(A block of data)
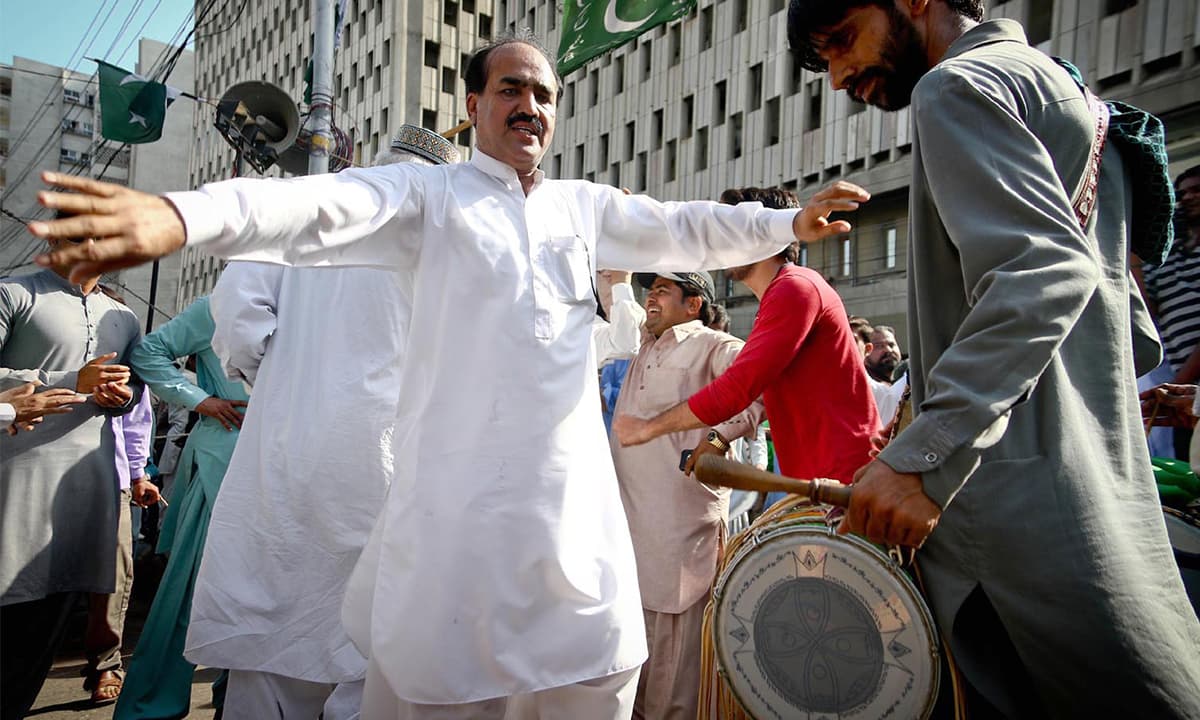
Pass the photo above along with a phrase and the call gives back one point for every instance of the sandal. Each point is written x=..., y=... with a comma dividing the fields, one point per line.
x=106, y=687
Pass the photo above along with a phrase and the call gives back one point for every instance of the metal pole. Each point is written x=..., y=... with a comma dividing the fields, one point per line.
x=154, y=294
x=321, y=112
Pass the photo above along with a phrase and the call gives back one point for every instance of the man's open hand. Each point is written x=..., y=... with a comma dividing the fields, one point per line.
x=130, y=227
x=99, y=371
x=813, y=222
x=889, y=508
x=222, y=411
x=31, y=406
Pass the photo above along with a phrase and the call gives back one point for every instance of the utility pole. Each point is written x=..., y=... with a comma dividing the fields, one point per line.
x=321, y=112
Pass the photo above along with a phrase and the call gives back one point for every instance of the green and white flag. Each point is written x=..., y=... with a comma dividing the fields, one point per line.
x=132, y=108
x=592, y=28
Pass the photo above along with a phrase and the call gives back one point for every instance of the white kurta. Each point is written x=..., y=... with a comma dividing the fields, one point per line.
x=504, y=563
x=323, y=349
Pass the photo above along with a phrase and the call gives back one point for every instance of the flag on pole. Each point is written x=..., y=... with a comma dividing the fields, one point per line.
x=592, y=28
x=132, y=108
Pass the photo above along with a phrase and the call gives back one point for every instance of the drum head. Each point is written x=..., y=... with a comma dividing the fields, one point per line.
x=811, y=624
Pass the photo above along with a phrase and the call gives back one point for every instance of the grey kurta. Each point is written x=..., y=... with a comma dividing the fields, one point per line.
x=58, y=484
x=1029, y=430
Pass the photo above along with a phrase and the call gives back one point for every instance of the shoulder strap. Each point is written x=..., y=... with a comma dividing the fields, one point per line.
x=1083, y=201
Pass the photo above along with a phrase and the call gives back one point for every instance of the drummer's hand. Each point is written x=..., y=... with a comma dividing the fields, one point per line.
x=703, y=448
x=889, y=508
x=131, y=227
x=631, y=431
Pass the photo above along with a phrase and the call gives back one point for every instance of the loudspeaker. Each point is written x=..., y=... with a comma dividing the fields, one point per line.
x=259, y=120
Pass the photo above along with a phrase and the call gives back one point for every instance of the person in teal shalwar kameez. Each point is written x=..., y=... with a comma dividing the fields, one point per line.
x=159, y=682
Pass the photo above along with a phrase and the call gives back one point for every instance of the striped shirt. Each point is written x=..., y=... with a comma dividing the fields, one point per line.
x=1175, y=288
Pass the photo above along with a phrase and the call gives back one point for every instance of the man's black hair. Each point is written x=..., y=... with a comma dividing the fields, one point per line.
x=1193, y=172
x=477, y=67
x=771, y=197
x=807, y=18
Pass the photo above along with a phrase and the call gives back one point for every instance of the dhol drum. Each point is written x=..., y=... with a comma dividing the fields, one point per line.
x=1183, y=531
x=809, y=624
x=741, y=504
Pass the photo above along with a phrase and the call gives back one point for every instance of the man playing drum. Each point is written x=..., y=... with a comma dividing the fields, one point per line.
x=677, y=523
x=1049, y=570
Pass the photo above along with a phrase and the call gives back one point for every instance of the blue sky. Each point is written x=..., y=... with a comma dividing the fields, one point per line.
x=54, y=30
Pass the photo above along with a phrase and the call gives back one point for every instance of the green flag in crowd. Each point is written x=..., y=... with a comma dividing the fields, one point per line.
x=132, y=108
x=592, y=28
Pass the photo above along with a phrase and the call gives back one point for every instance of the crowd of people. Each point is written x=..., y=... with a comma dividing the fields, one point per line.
x=443, y=460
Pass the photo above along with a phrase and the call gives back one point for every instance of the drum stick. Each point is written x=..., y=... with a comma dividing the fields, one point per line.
x=719, y=471
x=456, y=130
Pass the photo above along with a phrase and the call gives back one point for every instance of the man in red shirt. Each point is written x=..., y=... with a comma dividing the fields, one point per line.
x=801, y=358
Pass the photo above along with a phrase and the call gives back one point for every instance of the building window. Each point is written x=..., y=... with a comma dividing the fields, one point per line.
x=771, y=123
x=719, y=103
x=735, y=136
x=741, y=15
x=1041, y=19
x=754, y=88
x=706, y=28
x=813, y=118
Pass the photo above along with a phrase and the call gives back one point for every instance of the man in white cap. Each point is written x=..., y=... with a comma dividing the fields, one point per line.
x=309, y=474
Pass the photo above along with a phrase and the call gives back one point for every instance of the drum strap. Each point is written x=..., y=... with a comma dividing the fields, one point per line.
x=957, y=683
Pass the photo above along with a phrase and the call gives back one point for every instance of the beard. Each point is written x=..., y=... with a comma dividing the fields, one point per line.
x=901, y=64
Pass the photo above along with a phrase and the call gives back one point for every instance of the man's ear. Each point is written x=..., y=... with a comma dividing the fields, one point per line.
x=472, y=103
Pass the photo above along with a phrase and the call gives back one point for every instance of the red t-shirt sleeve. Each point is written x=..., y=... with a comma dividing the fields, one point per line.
x=786, y=316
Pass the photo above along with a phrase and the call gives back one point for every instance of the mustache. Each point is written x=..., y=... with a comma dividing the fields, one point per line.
x=526, y=118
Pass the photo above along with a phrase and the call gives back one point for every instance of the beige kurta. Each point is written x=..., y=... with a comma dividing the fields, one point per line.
x=675, y=521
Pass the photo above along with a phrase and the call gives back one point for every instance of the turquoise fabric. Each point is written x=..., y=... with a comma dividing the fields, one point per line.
x=159, y=681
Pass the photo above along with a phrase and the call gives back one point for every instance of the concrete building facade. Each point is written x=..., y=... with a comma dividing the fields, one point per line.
x=49, y=120
x=399, y=61
x=714, y=101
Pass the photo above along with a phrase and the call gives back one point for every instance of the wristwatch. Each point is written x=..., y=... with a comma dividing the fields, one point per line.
x=715, y=439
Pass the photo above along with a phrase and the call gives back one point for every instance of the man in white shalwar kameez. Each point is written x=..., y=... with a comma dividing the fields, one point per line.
x=499, y=579
x=309, y=475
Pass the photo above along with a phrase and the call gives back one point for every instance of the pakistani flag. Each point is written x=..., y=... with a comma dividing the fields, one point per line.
x=592, y=28
x=132, y=108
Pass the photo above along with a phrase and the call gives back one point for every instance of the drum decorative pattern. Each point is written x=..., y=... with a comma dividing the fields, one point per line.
x=813, y=625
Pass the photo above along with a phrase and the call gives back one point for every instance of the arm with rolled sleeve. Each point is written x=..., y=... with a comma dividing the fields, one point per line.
x=1025, y=263
x=153, y=359
x=640, y=232
x=622, y=335
x=137, y=427
x=786, y=316
x=244, y=306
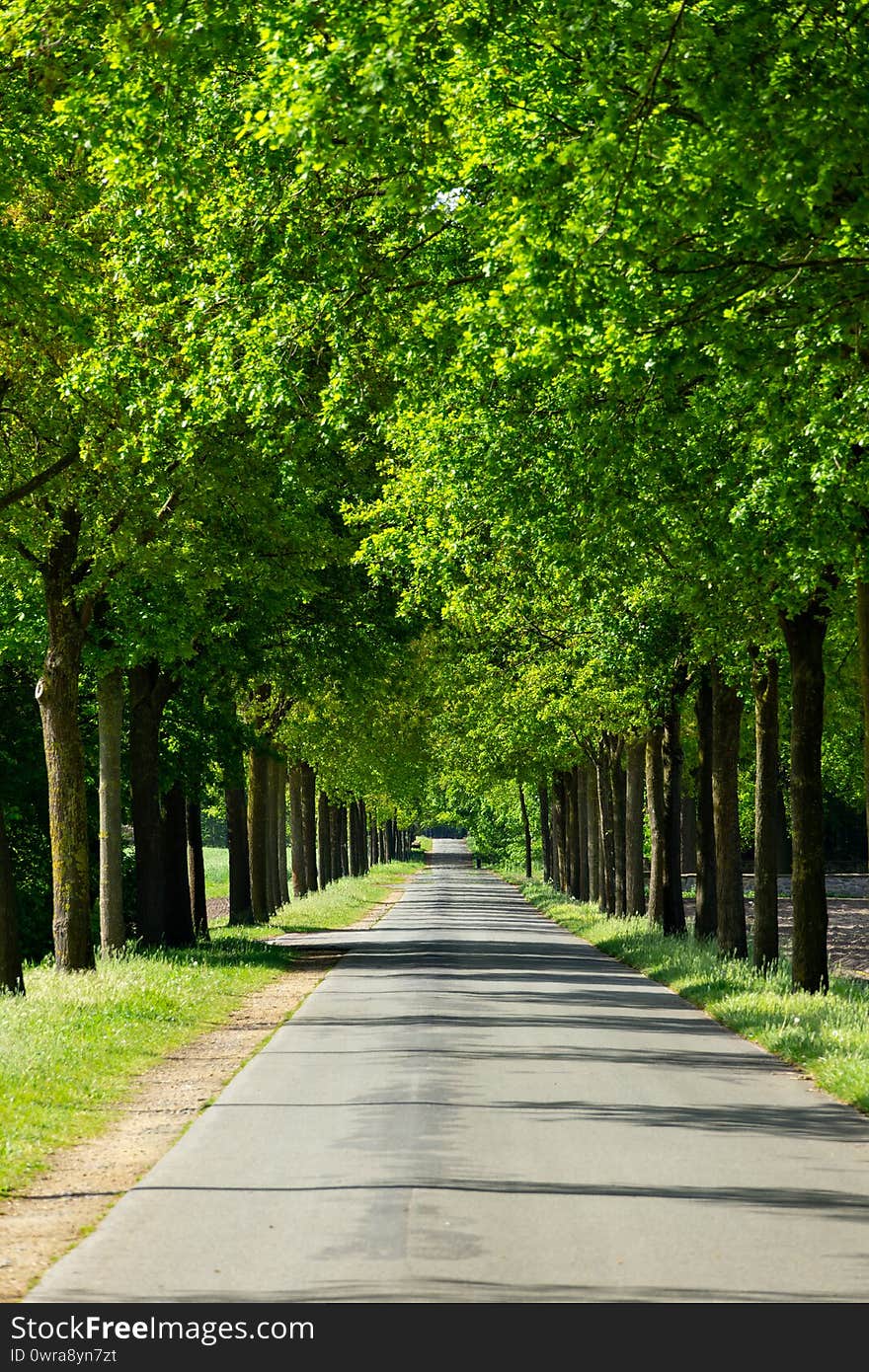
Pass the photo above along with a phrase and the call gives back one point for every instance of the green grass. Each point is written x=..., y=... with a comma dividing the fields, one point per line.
x=215, y=873
x=341, y=904
x=824, y=1036
x=73, y=1045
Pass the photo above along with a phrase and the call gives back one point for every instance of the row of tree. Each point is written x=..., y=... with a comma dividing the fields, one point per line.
x=454, y=383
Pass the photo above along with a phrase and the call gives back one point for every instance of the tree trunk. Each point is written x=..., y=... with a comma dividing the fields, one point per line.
x=655, y=802
x=364, y=837
x=11, y=973
x=592, y=809
x=150, y=690
x=356, y=865
x=706, y=911
x=689, y=832
x=390, y=841
x=296, y=833
x=805, y=639
x=765, y=685
x=607, y=833
x=196, y=870
x=324, y=851
x=272, y=877
x=727, y=715
x=309, y=825
x=672, y=762
x=283, y=885
x=342, y=834
x=862, y=637
x=335, y=843
x=110, y=714
x=179, y=918
x=634, y=872
x=545, y=830
x=572, y=833
x=581, y=885
x=618, y=800
x=526, y=829
x=559, y=838
x=239, y=855
x=56, y=692
x=259, y=832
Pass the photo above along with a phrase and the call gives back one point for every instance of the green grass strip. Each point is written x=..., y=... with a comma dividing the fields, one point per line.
x=338, y=906
x=824, y=1036
x=73, y=1045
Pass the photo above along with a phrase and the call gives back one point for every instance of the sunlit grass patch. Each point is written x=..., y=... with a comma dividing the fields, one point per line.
x=826, y=1036
x=73, y=1045
x=337, y=906
x=70, y=1048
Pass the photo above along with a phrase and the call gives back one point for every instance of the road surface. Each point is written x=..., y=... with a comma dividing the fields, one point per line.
x=477, y=1106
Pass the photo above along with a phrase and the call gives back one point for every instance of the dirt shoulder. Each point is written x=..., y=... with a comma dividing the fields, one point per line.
x=81, y=1182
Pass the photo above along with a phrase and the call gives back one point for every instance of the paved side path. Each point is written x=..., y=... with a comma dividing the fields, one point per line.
x=475, y=1106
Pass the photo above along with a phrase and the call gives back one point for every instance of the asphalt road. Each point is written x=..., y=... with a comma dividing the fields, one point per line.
x=475, y=1106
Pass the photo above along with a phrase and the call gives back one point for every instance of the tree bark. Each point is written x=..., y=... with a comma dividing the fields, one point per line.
x=335, y=843
x=634, y=870
x=110, y=715
x=179, y=918
x=309, y=825
x=11, y=973
x=196, y=870
x=526, y=829
x=689, y=832
x=765, y=936
x=150, y=690
x=559, y=833
x=356, y=865
x=607, y=827
x=259, y=832
x=56, y=692
x=706, y=911
x=296, y=832
x=581, y=875
x=272, y=868
x=618, y=800
x=240, y=910
x=727, y=717
x=364, y=837
x=592, y=809
x=283, y=885
x=342, y=836
x=655, y=802
x=862, y=637
x=545, y=830
x=805, y=639
x=672, y=762
x=324, y=850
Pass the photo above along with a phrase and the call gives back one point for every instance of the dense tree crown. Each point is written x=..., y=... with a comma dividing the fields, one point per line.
x=433, y=412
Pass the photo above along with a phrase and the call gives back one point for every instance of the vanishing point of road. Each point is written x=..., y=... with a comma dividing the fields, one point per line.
x=477, y=1106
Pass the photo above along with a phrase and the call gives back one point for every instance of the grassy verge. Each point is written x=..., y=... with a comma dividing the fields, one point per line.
x=71, y=1047
x=824, y=1036
x=338, y=906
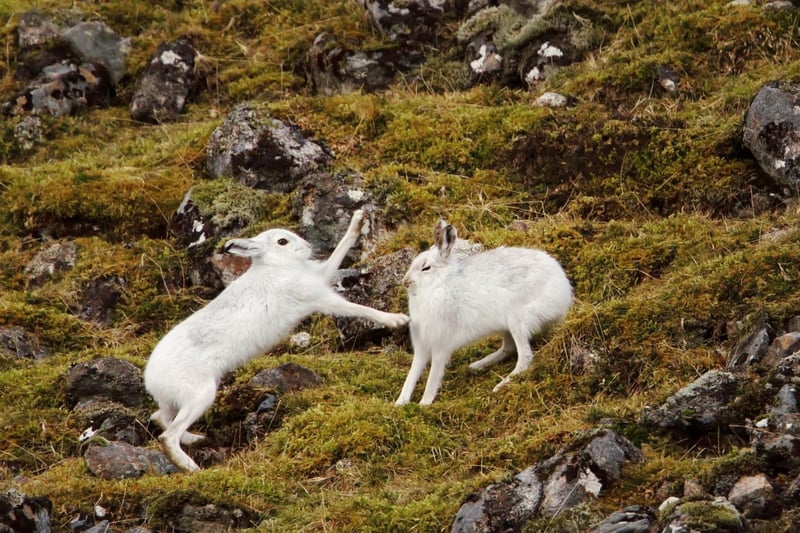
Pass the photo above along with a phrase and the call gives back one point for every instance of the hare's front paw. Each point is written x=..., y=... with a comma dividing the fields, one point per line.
x=358, y=220
x=395, y=320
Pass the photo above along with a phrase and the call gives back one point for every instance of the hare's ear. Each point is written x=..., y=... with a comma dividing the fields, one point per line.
x=444, y=235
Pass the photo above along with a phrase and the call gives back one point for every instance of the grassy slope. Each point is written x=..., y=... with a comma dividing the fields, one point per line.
x=632, y=190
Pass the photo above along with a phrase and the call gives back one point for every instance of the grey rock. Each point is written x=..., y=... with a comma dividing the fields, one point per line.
x=288, y=377
x=409, y=21
x=785, y=400
x=170, y=80
x=29, y=132
x=64, y=88
x=336, y=69
x=788, y=370
x=501, y=506
x=107, y=379
x=751, y=348
x=51, y=261
x=120, y=460
x=754, y=496
x=701, y=406
x=632, y=519
x=783, y=346
x=18, y=343
x=574, y=475
x=112, y=421
x=36, y=30
x=376, y=283
x=772, y=132
x=95, y=42
x=21, y=513
x=99, y=299
x=208, y=518
x=323, y=203
x=703, y=515
x=262, y=152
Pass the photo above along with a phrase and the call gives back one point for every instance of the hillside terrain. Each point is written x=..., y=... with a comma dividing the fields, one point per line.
x=678, y=245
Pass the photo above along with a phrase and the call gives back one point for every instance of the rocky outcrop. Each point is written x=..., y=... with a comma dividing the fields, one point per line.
x=772, y=133
x=171, y=78
x=262, y=152
x=578, y=473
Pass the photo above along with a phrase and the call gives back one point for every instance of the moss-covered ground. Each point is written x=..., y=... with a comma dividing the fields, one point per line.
x=674, y=239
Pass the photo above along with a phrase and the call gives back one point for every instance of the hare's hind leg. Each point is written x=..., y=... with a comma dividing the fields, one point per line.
x=418, y=364
x=507, y=349
x=520, y=334
x=439, y=362
x=171, y=439
x=163, y=417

__Directive__:
Can you update the lines from the one containing "the hare's hind" through the end of the records so that "hind leg" becomes "back leg" and everything else stays the same?

__Task output__:
Pass the photo above along with a phrase and the call gives back one point for every instance of the hare's back leg. Each point is written x=..., y=... with a comma dividing the fields, one point per line.
x=418, y=364
x=507, y=349
x=520, y=334
x=439, y=362
x=171, y=439
x=163, y=417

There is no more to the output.